:: RECORDS PROVIDED

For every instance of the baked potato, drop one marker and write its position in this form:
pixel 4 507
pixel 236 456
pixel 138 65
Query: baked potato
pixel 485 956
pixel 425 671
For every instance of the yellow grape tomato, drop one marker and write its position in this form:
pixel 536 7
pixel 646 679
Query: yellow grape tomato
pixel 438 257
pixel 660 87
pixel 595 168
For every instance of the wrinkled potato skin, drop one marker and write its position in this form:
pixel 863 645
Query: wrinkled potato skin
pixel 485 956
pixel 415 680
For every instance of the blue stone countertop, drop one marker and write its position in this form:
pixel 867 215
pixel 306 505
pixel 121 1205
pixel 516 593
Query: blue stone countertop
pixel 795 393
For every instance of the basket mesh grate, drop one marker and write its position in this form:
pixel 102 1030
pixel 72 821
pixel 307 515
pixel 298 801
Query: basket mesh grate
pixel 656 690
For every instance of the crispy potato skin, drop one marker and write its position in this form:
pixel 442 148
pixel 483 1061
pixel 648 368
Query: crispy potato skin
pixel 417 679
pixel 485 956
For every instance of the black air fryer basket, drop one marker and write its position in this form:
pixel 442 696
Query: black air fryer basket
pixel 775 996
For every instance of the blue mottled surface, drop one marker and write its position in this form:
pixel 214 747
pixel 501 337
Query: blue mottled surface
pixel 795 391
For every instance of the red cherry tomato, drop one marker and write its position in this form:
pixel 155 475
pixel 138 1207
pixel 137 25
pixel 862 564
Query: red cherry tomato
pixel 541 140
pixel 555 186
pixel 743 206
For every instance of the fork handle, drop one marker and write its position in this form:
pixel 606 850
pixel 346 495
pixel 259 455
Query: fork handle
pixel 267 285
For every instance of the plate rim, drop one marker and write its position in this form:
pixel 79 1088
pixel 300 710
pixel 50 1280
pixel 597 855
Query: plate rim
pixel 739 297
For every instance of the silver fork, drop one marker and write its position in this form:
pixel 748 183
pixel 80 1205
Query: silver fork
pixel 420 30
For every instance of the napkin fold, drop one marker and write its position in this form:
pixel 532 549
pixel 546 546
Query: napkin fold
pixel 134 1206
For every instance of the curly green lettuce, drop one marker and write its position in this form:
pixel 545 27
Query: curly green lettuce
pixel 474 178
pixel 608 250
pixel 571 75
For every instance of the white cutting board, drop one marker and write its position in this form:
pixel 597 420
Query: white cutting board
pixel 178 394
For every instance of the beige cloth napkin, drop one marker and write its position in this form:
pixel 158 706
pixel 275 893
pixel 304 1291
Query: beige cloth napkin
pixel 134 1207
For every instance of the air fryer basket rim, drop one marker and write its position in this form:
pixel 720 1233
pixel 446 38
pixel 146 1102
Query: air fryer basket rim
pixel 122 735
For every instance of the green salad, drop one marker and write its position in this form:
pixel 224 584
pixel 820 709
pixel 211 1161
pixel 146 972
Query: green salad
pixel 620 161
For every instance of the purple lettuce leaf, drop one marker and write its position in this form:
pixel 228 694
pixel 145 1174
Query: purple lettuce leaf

::::

> WORK TO COMPLETE
From the entries above, restate word for word the lines from the line containing "For every instance of the wrinkled" to the line containing "pixel 546 546", both ends included, and nothing more.

> RESPONSE BOX
For every instance of the wrinkled potato skin, drop one marker and write its position in this form:
pixel 863 645
Query: wrinkled potato skin
pixel 485 956
pixel 415 680
For every instance of the blue stone countertop, drop one marker and write its position in this form:
pixel 867 215
pixel 306 505
pixel 121 1205
pixel 516 593
Query: blue stone countertop
pixel 795 393
For every instance of the basket mesh grate, drop one marker and write its position in this form:
pixel 102 1030
pixel 72 821
pixel 307 515
pixel 298 801
Query: basket mesh grate
pixel 656 690
For every instance of the crispy potato skin, drop one marker and write its position in this form:
pixel 442 148
pixel 483 1061
pixel 648 368
Query: crispy potato skin
pixel 417 679
pixel 485 956
For every instance of the black air fryer basket, drop one marker and write its position in this form:
pixel 442 696
Query: black air fryer basket
pixel 775 996
For every instance of the blue mottled surface, drop one marker and write its position in this form:
pixel 214 747
pixel 501 337
Query: blue mottled surface
pixel 795 391
For every instance of the red cherry tomato, drop one marker and write its position in this form:
pixel 155 475
pixel 138 1207
pixel 137 25
pixel 862 564
Query: red cherry tomato
pixel 541 140
pixel 555 186
pixel 743 206
For every instance of the fork handle, drop one marker and write its position in this form:
pixel 606 850
pixel 346 495
pixel 259 455
Query: fork handle
pixel 267 285
For every instance of the plate rim, drop one marker and write its position in this form:
pixel 79 1088
pixel 300 710
pixel 50 1280
pixel 597 855
Query: plate rim
pixel 739 297
For every instance of the silver fork, drop one marker and write its position in this form:
pixel 748 183
pixel 80 1205
Query: silver fork
pixel 420 30
For every instance of the napkin fold, drop one marker and write its position in this form:
pixel 532 549
pixel 546 546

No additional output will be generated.